#### Exercise prompt
Without omitting anything, copy the data exactly.

#### Recorded information
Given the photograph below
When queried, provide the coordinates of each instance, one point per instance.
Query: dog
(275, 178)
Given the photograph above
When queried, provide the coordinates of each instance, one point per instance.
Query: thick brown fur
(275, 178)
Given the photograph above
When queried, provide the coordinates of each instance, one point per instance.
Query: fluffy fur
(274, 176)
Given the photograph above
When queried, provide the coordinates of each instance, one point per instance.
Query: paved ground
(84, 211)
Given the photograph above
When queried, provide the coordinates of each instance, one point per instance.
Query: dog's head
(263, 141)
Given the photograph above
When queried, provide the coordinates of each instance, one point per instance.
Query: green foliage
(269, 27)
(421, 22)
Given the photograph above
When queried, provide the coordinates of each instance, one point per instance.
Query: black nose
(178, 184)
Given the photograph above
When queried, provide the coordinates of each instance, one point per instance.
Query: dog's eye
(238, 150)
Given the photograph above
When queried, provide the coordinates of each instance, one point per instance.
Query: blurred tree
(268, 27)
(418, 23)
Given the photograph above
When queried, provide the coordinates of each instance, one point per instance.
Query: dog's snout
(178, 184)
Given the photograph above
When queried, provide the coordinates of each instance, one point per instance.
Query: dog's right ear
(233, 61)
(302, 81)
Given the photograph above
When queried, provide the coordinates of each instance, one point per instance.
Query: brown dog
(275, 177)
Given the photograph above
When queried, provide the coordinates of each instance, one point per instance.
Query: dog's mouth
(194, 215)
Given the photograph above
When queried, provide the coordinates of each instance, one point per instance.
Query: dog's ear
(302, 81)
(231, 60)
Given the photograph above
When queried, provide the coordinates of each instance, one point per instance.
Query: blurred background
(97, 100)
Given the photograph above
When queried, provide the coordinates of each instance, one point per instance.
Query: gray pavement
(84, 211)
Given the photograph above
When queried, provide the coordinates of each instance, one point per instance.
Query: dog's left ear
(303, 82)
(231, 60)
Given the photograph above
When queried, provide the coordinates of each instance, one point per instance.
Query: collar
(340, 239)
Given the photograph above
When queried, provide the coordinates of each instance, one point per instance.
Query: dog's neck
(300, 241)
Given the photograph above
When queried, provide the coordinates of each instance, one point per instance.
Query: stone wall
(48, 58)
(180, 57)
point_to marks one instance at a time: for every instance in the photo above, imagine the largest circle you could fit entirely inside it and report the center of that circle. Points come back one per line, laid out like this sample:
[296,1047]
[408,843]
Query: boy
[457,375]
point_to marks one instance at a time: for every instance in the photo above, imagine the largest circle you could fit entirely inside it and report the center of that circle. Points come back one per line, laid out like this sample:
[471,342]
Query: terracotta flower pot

#### Response to the exercise
Given the photograph below
When queried, provide the coordinates of each instance, one point per instance.
Query: dog
(275, 178)
Given the photograph above
When queried, provide the coordinates of each instance, one point per instance.
Query: thick brown fur
(275, 178)
Given the photograph above
When queried, provide the coordinates of each instance, one point per instance.
Query: fluffy fur
(274, 176)
Given the photograph above
When queried, provide the coordinates of each instance, one point per instance.
Query: paved ground
(84, 211)
Given the photograph above
When queried, provide the coordinates of each instance, one point per instance.
Query: dog's head
(263, 141)
Given the photograph above
When queried, provide the coordinates of each instance, one point per instance.
Query: green foliage
(269, 27)
(421, 22)
Given the photograph above
When queried, provide the coordinates of each instance, one point per instance.
Query: black nose
(178, 184)
Given the photograph above
When queried, provide the coordinates of each instance, one point per instance.
Query: dog's eye
(238, 150)
Given the photograph above
When queried, provide the coordinates of each instance, one point per instance.
Query: blurred tree
(268, 27)
(418, 23)
Given the photograph above
When queried, provide the coordinates of each instance, one point per instance.
Query: dog's snout
(178, 184)
Given the photograph above
When queried, provide the coordinates of each instance, one point per instance.
Query: dog's right ear
(233, 61)
(302, 81)
Given the photograph above
When queried, provide the coordinates of each instance, one point per instance.
Query: brown dog
(275, 177)
Given the photograph above
When queried, provide the coordinates of each instance, one point per instance.
Query: dog's mouth
(194, 215)
Given the photograph above
When queried, provide the coordinates of each instance, one point per instance.
Query: dog's ear
(302, 81)
(231, 60)
Given the photograph above
When queried, provide the coordinates of each instance, one point per instance.
Query: blurred background
(97, 100)
Given the photograph above
When queried, provide the coordinates of each instance, one point per instance.
Query: gray pavement
(84, 211)
Given the photograph above
When queried, provide the coordinates of each instance, one point per instance.
Query: dog's left ear
(303, 82)
(231, 60)
Given the photograph above
When queried, provide the coordinates of each instance, one point per instance.
Query: collar
(340, 239)
Given the photograph above
When queried, provide the coordinates of each instance, one point per instance.
Query: dog's neck
(300, 241)
Given the photograph above
When queried, provide the coordinates of each instance, one point per instance.
Query: stone wall
(48, 58)
(180, 57)
point_to marks one instance at a time: for every instance in the photo above, imagine the largest circle you could fit entirely inside it and report the center of that circle. Points come back one per line, laid out like this sample:
[296,1047]
[408,843]
Query: boy
[457,375]
point_to marks one instance at a time: for every instance in the photo above, imagine the largest circle you could fit entirely inside it and report the center of that circle. Points come back one per line, laid out like this sample:
[471,342]
Query: terracotta flower pot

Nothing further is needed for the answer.